Tasks to complete >>
a. Rewrite the part of the passage on "The Blue Angel" that opens with the words containing "Written by: Heinrich" and closes with "my money on.", replacing "blonde women" with "clever women".
b. Carry on the write-up of the film "The Blue Angel" after its final sentence.

GOTTA SEE IT # 10 - "THE BLUE ANGEL"


“THE BLUE ANGEL”

Starring: Emil Jannings, Marlene Dietrich, Kurt Gerron, Rosa Valetti, Hans Albers, Reinhold Bernt, Eduard von Winterstein, Hans Roth, Rolf Muller, Roland Varno, Carl Balhaus.
Written by: Heinrich Mann (novel), Carl Zuckmayer, Karl Vollmoller, Robert Liebmann.
Directed by: Joseph von Sternberg
B&W - 1932
101 minutes
Germany

“Beware of blonde women, they’re special, every one. At first you may be unaware, but something is definitely there. A little hanky-panky can be fun, but from their clutches you’d better run.” – sung by Marlene Dietrich as “Lola Lola” in “The Blue Angel”

Sex vs. Intellect - I know which one I’d put my money on.

Data records >>
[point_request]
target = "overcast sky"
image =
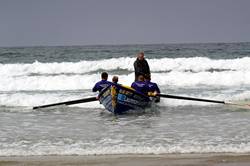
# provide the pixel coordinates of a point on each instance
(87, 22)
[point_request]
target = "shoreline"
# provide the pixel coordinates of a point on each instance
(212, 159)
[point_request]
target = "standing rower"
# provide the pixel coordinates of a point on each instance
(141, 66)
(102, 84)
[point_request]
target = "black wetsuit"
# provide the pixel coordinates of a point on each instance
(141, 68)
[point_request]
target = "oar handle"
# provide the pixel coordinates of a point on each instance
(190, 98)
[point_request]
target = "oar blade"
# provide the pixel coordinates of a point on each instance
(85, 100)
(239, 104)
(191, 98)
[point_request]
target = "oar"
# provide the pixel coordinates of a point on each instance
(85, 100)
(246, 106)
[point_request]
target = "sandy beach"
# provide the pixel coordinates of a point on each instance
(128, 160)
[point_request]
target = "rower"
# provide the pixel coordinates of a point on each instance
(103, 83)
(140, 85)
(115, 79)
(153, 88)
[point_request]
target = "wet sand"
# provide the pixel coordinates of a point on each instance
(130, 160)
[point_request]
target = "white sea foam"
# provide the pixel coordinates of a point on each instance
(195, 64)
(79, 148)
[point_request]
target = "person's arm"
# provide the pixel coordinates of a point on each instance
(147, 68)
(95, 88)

Answers >>
a.
Written by: Heinrich Mann (novel), Carl Zuckmayer, Karl Vollmoller, Robert Liebmann.
Directed by: Joseph von Sternberg
B&W - 1932
101 minutes
Germany

“Beware of clever women, they’re special, every one. At first you may be unaware, but something is definitely there. A little hanky-panky can be fun, but from their clutches you’d better run.” – sung by Marlene Dietrich as “Lola Lola” in “The Blue Angel”

Sex vs. Intellect - I know which one I’d put my money on.

b.
This match up for the ages sends us down some cracked and crooked steps into the deep dark belly of German filmmaking circa 1932. Immanuel Rath (Emil Jannings), an esteemed professor, falls hard for a scandalous barroom entertainer named Lola Lola - played with effortless sensuality by early erotic icon Marlene Dietrich.

Compelling, focused, with an emotional intensity that is remarkably sustained for large stretches of scenes, The Blue Angel is a marvel to behold. Though a simple story of obsessive love and how it strips a once proud man of his dignity - leaving him stunned and struck silent by his inability to pull himself away from his object of desire – what amazes me most about this film is its’ sheer, cumulative power. Structured circularly, the scenes in The Blue Angel pass, one by one, each efficiently echoing and amplifying the last, until they achieve their full force in a devastating final shot which is simply too sad and haunting to be forgotten.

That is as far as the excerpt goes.